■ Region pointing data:
..............................

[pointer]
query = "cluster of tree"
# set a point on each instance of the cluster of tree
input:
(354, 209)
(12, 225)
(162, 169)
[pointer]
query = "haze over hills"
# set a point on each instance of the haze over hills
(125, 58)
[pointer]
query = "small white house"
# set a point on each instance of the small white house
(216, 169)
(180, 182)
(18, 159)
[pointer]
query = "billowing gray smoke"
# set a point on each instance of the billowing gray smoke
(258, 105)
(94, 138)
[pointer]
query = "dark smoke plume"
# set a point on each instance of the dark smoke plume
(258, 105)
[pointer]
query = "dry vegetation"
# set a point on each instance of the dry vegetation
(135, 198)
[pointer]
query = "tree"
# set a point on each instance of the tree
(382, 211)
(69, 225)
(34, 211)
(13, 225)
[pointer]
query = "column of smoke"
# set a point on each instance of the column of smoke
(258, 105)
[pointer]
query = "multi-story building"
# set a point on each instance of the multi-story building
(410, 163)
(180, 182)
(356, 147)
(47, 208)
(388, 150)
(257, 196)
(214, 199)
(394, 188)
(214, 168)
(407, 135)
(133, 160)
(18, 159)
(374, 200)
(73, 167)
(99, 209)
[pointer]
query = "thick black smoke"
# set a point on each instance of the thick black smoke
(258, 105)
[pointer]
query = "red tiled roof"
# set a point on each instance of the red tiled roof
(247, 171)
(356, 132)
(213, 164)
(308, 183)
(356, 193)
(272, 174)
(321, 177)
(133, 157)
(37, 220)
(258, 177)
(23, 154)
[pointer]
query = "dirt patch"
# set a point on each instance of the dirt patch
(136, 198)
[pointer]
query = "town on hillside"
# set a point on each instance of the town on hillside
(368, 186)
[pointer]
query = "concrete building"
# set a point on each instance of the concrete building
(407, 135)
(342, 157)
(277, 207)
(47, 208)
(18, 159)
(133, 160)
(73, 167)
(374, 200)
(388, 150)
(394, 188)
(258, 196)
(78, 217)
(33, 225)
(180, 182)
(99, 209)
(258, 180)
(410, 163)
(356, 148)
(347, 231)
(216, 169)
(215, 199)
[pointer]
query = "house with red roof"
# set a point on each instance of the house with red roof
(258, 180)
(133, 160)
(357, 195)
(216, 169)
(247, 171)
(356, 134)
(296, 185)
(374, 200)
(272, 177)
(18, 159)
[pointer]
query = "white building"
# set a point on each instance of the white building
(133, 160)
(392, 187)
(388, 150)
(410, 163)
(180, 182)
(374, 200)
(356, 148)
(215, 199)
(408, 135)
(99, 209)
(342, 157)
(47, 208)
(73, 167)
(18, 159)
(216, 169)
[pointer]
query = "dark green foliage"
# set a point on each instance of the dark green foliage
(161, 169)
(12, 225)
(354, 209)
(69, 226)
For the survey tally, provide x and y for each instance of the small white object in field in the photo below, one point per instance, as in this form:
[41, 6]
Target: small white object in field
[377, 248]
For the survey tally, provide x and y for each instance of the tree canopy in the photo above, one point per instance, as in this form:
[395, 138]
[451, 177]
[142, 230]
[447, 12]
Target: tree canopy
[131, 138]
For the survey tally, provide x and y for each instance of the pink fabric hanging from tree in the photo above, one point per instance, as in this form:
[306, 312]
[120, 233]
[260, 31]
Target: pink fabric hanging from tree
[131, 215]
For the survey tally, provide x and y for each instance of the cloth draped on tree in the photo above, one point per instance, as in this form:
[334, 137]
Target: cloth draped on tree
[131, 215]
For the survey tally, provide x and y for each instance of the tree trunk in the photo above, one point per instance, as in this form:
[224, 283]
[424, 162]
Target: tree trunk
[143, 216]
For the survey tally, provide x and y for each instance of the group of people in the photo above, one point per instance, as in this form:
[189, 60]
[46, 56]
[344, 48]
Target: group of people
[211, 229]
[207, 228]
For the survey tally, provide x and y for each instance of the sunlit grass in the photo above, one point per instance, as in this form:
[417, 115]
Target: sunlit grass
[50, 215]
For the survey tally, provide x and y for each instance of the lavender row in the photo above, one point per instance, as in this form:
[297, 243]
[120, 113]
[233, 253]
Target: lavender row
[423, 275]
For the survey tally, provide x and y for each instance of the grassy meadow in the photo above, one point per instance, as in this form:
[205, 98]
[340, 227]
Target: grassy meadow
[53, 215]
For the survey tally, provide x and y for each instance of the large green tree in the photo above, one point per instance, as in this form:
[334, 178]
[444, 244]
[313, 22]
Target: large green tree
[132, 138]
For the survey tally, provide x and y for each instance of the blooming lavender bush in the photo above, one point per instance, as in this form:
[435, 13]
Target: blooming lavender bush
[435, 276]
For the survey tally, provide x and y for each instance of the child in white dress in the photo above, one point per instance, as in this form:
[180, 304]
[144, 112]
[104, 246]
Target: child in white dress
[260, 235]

..............................

Where a line of the records includes "cluster", copy it.

query = "cluster of tree"
# set a point on each instance of the cluster of tree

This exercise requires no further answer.